*** Opening of EXERCISE INPUT ***

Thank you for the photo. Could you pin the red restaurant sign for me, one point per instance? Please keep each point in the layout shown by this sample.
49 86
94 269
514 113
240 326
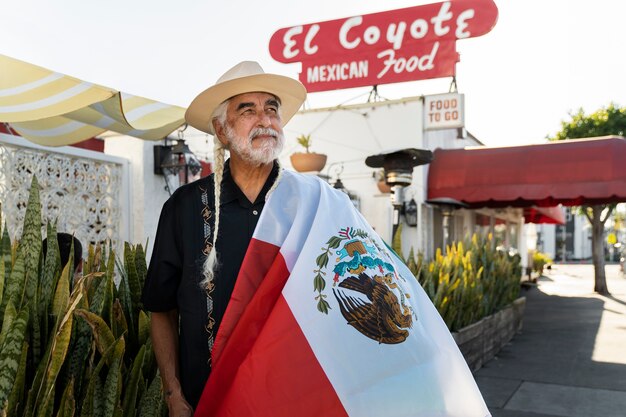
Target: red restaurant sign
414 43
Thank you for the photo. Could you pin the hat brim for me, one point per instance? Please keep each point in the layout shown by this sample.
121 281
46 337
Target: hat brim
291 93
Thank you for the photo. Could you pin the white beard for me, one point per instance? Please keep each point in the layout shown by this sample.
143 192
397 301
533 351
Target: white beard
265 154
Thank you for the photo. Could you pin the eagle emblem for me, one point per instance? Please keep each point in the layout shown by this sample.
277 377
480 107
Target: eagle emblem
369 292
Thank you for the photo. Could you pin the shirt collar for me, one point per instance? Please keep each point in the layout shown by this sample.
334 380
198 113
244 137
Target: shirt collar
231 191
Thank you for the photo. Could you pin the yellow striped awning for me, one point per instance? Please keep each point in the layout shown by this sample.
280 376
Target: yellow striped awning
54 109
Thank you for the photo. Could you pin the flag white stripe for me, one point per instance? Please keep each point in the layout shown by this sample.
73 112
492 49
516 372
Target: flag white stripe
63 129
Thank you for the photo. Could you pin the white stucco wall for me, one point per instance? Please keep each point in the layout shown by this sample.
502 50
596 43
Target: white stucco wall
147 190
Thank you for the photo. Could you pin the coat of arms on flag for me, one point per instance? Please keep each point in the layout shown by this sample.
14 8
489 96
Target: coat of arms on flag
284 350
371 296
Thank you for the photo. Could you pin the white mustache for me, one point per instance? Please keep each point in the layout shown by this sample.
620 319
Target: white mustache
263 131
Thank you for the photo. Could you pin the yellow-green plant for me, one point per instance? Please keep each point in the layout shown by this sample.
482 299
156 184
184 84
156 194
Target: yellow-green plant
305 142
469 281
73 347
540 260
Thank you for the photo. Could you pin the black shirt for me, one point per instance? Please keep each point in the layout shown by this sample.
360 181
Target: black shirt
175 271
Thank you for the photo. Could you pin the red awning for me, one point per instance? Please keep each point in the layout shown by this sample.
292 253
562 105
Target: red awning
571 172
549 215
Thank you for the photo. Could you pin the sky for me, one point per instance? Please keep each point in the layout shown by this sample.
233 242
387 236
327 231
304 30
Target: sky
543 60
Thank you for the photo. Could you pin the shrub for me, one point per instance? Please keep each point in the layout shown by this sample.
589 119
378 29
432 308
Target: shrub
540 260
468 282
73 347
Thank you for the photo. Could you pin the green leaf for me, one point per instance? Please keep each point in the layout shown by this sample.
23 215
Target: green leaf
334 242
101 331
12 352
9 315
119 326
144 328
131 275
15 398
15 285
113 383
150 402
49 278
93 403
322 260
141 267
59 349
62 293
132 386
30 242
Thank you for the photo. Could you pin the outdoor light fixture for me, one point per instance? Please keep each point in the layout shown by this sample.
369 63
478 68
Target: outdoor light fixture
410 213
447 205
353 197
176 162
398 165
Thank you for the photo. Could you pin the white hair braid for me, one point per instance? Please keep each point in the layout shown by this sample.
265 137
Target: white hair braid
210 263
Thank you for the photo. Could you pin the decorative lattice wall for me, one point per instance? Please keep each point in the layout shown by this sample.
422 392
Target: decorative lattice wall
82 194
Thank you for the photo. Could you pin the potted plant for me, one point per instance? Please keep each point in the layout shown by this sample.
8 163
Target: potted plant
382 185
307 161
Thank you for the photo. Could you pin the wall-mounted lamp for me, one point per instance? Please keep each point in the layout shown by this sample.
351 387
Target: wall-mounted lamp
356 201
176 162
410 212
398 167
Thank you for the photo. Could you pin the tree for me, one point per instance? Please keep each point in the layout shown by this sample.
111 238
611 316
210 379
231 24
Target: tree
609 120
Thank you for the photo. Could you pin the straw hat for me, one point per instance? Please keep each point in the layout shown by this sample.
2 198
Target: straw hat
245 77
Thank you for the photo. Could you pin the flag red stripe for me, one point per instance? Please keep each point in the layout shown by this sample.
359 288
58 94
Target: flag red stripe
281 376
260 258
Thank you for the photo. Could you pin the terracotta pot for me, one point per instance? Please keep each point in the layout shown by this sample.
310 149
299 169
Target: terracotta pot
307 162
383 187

*** Close of EXERCISE INPUT ***

WORK TO COMPLETE —
In the records above, copy exactly the lines from the one that contains "Thank you for the photo. Could you pin the white hair" through the last, and nothing else.

TASK ANSWER —
Thank you for the photo. Could you pin the white hair braid for me, one point per instance? Please keep each point in the layout shown by this sample.
265 137
Target: white hair braid
210 263
Thank you for the photo. Could you pin the decorative lattice wall for me, one point per instance? Please keep each point in the layout shown by this sample.
422 392
Target: decorative lattice wall
82 194
Thank you for the photo. Could you pin the potted plant for me, one point per instance? Please keep each point in the layout shown by this sample.
8 163
Target: potted plant
382 185
307 161
Thank you for the photo. Could you pin the wall-mounted lamp for me, one point per instance? Please keep each point in the layout shown by this sample.
351 387
Target: wall-mounted lamp
356 201
176 162
410 212
398 167
Thank you for the photo. Could you pin the tree for me, one point per instance? Please keep each point in the layout shown by this sample.
111 238
611 316
210 379
231 24
Target: tree
609 120
Thank you for the photo. Could you pin the straw hat for me, one point per instance? Please keep each point in the layout shown by this sample.
2 198
Target: straw hat
245 77
Thank you for the photo. Could you pin the flag red stripe for me, one point per instance? Please keep each point in the layout shown by this sample.
359 288
58 94
Target: flag red stripe
281 376
260 258
Thank you for the photo. Could you pin the terracotta pot for me, one point per instance? Please keep each point in the layout shown by this sample.
310 149
299 169
Target: terracotta pot
307 162
383 187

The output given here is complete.